## TEXTO FORNECIDO
■ ■ ■
Seguindo a síntese apresentada por Dole et al. (1991) podemos dizer que os bons leitores são mais capazes de: gerir a energia e o tempo que gastam para resolver problemas de leitura; utilizar os recursos disponíveis (por exemplo, repetir a leitura de uma passagem anterior para compreender melhor outra que se segue); e adaptar as estratégias que utilizam, de um modo flexível, às diferentes circunstâncias.

Em contrapartida, e de acordo com Garner (1988), verifica-se que os leitores mais novos ou inexperientes têm pouca consciência da necessidade de encontrar sentido para o texto; encaram a leitura mais como um processo de decomposição do que de atribuição ou procura de significado; têm dificuldade em identificar os momentos em que não estão a perceber o texto; e têm dificuldade em encontrar estratégias compensatórias (tal como reler o texto, estudar com mais detalhe os segmentos difíceis ou sumariar) quando não compreendem o que leem.

Estas diferenças metacognitivas entre leitores dão-nos um indicativo sobre algumas sugestões práticas para o ensino da leitura, que se podem traduzir numa ideia básica: se o aluno aprender a conversar consigo próprio acerca do que leu e compreendeu e se, adicionalmente, lhe forem dadas instruções sobre como agir quando verifica que não compreende, ele poderá tornar-se mais consciente do seu estilo de leitura, da sua eficácia e das alternativas para melhorar a compreensão.
■ ■ ■
## MATERIAL RECOLHIDO
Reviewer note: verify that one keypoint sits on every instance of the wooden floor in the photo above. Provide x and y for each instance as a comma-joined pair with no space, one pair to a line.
■ ■ ■
## CONJUNTO DE TAREFAS
[1] Responda às perguntas sobre o texto dos bons e dos maus leitores:
(a) Segundo Dole et al. (1991), o que é que os bons leitores são mais capazes de gerir?
(b) Segundo Garner (1988), como é que os leitores mais novos ou inexperientes encaram a leitura?
(c) Que estratégias compensatórias são dadas como exemplo?
[2] Devolva sem alterações o trecho do texto dos bons e dos maus leitores que começa em "Em contrapartida, e" e segue até "o que leem.".

## RESPOSTAS COMPLETAS
[1]
(a) A energia e o tempo que gastam para resolver problemas de leitura.
(b) Mais como um processo de decomposição do que de atribuição ou procura de significado.
(c) Reler o texto, estudar com mais detalhe os segmentos difíceis ou sumariar.

[2]
Em contrapartida, e de acordo com Garner (1988), verifica-se que os leitores mais novos ou inexperientes têm pouca consciência da necessidade de encontrar sentido para o texto; encaram a leitura mais como um processo de decomposição do que de atribuição ou procura de significado; têm dificuldade em identificar os momentos em que não estão a perceber o texto; e têm dificuldade em encontrar estratégias compensatórias (tal como reler o texto, estudar com mais detalhe os segmentos difíceis ou sumariar) quando não compreendem o que leem.